▶ Tasks and exercises
1. In the forum post on detainee treatment, which pieces of information do captured proper soldiers have the right to provide and nothing more? List each one.
2. Write the next part of the forum post on detainee treatment, picking up right after its final sentence.

This doesn't square with what the interrogators have reported (see Heather MacDonald's article in the Manhattan Institute's City Paper). Most do not have "jobs to do" or families to support." What if their job is to kill or otherwise hinder the infidel enemy?
Posted by: lex   2005-01-08 11:41:51 PM  

#30  
Re #25 (lex) Which methods are better?

If we capture proper soldiers, then we treat them according to the Geneva Conventions. We respect their right to provide only their name, rank and
serial number, and we use only persuasion to try to obtain other information.

In The War on Terrorism and in the War in Iraq, we capture many people who are not proper soldiers. They are not covered by the same rules of the Geneva Conventions. So, how should we treat them?

First of all, I think we can confine them indefinitely, as long as the war lasts, and we decide how long it lasts. If we think someone might be a terrorist, we can simply confine him for months and years without much further ado. We establish only a minimal procedure to review his status periodically.

▶ Record extracts
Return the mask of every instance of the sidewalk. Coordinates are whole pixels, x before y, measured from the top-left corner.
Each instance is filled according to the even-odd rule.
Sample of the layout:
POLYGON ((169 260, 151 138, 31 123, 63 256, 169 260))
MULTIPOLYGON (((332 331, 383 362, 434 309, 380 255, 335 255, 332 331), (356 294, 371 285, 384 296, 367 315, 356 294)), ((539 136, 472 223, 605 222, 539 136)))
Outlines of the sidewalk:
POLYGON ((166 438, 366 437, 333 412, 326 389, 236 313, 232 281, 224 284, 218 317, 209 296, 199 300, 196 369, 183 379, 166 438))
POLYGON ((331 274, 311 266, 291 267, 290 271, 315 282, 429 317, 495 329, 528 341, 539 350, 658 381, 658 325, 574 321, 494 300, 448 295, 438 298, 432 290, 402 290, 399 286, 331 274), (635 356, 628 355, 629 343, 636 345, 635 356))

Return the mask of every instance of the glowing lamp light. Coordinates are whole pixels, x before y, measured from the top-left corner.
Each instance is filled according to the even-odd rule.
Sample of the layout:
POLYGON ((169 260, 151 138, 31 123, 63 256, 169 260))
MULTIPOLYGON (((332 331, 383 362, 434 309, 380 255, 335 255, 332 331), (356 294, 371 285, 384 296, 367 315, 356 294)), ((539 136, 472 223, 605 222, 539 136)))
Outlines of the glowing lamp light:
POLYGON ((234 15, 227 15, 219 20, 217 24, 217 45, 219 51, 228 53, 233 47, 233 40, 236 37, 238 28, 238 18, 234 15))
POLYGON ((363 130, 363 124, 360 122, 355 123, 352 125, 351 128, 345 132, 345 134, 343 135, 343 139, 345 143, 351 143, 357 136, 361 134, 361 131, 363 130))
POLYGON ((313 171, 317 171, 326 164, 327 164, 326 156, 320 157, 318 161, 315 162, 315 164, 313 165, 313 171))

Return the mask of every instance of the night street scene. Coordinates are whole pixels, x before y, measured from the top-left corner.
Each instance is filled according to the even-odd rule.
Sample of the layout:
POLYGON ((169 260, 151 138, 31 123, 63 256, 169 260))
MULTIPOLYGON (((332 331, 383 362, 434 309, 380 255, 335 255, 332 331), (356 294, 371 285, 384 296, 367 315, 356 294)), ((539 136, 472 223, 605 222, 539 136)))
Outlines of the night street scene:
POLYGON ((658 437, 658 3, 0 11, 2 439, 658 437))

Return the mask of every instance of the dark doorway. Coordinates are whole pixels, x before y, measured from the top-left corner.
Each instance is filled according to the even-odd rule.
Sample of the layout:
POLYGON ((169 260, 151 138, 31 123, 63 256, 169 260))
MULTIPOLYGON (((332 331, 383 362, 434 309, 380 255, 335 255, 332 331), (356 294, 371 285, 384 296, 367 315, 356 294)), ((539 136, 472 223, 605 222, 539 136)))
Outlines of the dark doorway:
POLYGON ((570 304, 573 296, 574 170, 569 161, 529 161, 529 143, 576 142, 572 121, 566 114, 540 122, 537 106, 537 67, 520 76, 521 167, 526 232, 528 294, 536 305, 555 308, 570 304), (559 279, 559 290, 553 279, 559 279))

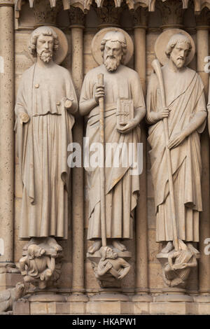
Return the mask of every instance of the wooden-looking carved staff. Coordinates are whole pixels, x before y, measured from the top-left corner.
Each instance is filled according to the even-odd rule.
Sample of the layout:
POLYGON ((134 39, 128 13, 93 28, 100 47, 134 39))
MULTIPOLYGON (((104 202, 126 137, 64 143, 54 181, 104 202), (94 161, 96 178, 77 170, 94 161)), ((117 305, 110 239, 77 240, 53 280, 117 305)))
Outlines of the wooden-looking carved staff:
MULTIPOLYGON (((104 74, 98 74, 98 84, 104 85, 104 74)), ((100 198, 101 198, 101 226, 102 226, 102 246, 106 246, 106 190, 105 190, 105 136, 104 136, 104 97, 99 99, 99 130, 100 142, 103 146, 103 163, 100 164, 100 198)))
MULTIPOLYGON (((157 75, 158 83, 160 85, 162 106, 162 108, 166 108, 167 106, 166 106, 166 102, 165 102, 164 83, 163 83, 160 64, 158 59, 156 59, 153 61, 152 66, 154 69, 154 71, 157 75)), ((172 159, 171 159, 170 150, 167 147, 168 142, 169 142, 169 127, 168 127, 167 118, 163 118, 163 125, 164 125, 164 140, 165 140, 165 149, 166 149, 166 154, 167 154, 167 168, 168 168, 170 204, 171 204, 171 215, 172 215, 172 219, 173 233, 174 233, 174 246, 175 250, 178 251, 178 242, 177 227, 176 227, 176 213, 175 213, 172 159)))

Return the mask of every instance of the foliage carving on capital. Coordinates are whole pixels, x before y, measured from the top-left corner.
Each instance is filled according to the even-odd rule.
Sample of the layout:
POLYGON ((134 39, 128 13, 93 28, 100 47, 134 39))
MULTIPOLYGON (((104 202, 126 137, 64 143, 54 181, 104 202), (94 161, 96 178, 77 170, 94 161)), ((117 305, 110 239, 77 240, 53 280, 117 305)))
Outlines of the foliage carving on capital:
POLYGON ((85 14, 79 8, 71 7, 69 10, 70 25, 85 25, 85 14))
POLYGON ((100 7, 94 6, 99 19, 99 26, 120 26, 120 14, 122 11, 122 7, 116 7, 114 1, 110 2, 104 0, 103 6, 100 7))
POLYGON ((195 17, 196 25, 197 27, 207 26, 210 23, 210 10, 206 7, 204 8, 200 15, 195 17))
POLYGON ((134 26, 146 27, 148 18, 147 8, 138 7, 134 13, 134 26))
POLYGON ((161 13, 163 25, 182 25, 183 10, 181 0, 164 3, 159 0, 156 1, 155 8, 161 13))

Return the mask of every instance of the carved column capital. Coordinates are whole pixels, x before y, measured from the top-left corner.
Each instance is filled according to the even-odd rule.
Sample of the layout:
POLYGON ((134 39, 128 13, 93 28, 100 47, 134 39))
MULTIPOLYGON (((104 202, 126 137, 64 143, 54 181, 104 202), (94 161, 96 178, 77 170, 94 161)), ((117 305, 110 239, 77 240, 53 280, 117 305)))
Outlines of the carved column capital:
POLYGON ((80 8, 71 7, 69 10, 69 15, 70 20, 70 27, 84 27, 85 22, 85 14, 80 8))
POLYGON ((15 0, 0 0, 0 6, 15 6, 15 0))
POLYGON ((114 1, 104 0, 103 6, 94 7, 99 18, 99 27, 120 27, 122 7, 115 7, 114 1))
POLYGON ((158 0, 155 6, 161 13, 162 29, 183 27, 183 10, 181 0, 170 0, 165 2, 158 0))
POLYGON ((147 27, 148 11, 147 8, 139 7, 134 13, 134 27, 147 27))
POLYGON ((206 7, 202 10, 200 15, 195 16, 196 29, 209 29, 210 24, 210 10, 206 7))
POLYGON ((56 25, 57 15, 60 10, 62 3, 51 8, 49 0, 36 0, 33 7, 35 18, 35 27, 42 25, 56 25))

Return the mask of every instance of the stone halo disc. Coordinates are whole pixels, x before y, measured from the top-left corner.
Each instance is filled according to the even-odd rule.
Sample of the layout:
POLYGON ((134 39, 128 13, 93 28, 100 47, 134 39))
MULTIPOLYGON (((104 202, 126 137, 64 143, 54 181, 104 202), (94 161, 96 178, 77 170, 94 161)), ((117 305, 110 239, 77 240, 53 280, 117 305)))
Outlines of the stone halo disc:
POLYGON ((125 65, 129 62, 133 55, 134 44, 132 39, 131 38, 130 35, 125 31, 118 27, 106 27, 105 29, 101 29, 98 33, 96 34, 96 35, 92 39, 91 44, 92 54, 93 58, 99 65, 103 64, 102 53, 100 49, 101 42, 103 40, 103 38, 105 36, 106 33, 109 32, 111 31, 118 31, 119 32, 122 32, 123 33, 125 37, 127 42, 127 54, 124 62, 124 64, 125 65))
MULTIPOLYGON (((56 51, 53 51, 53 61, 55 63, 59 64, 63 60, 66 58, 68 53, 68 40, 64 32, 58 29, 57 27, 52 26, 47 26, 46 27, 50 27, 53 29, 56 33, 58 37, 59 41, 59 48, 56 51)), ((36 57, 30 56, 33 62, 36 60, 36 57)))
POLYGON ((162 32, 162 34, 160 34, 160 36, 157 38, 155 43, 155 55, 158 59, 159 59, 159 61, 162 64, 162 65, 165 65, 169 60, 169 58, 164 53, 164 50, 166 50, 167 43, 170 38, 174 34, 176 34, 177 33, 181 33, 182 34, 184 34, 185 36, 188 36, 189 39, 190 40, 190 43, 192 45, 192 49, 190 50, 190 54, 187 57, 186 65, 188 65, 194 57, 194 55, 195 52, 195 43, 192 36, 188 32, 186 32, 186 31, 183 29, 167 29, 162 32))

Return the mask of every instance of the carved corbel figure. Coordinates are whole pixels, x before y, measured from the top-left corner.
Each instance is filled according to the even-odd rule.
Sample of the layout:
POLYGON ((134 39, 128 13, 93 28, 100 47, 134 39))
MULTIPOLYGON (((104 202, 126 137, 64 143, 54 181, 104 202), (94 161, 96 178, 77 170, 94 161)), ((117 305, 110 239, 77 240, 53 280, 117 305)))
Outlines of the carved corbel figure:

▶ Solved tasks
1.
- Name
- Rank
- Serial number

2.
If he doesn't talk, then he doesn't talk. If he does talk and tells a story we don't believe, then we simply continue to confine him.

We keep talking with him. We ask him what he thinks about politics, about religion, about morality, about current events. We ask him whether he thinks Al-Qaeda eventually will defeat the USA, whether the Iraqi resistance will expel the Coalition, whether the Palestinians will defeat Israel, whether the world's Moslems will establish a new Khalifah. We talk for a while about what he wants to talk about and then for a while about what we want to talk about. We have lots of time -- days, weeks, months and years -- to talk. When we're not talking, he can read magazines and books we give him, and then we can discuss what he's read.

In these circumstances, many people talk truthfully rather quickly. They have families to support, jobs to do, lives to live, and they don't want to stay in confinement indefinitely. They'll make a deal, they'll compromise, they'll rat on people, they'll even change sides openly.

You'll get a lot of information from a lot of people. Focus your time and effort on collecting information from those people and on recruiting them to collaborate with you in the future. Don't waste a lot of time and effort on captives who refuse to talk.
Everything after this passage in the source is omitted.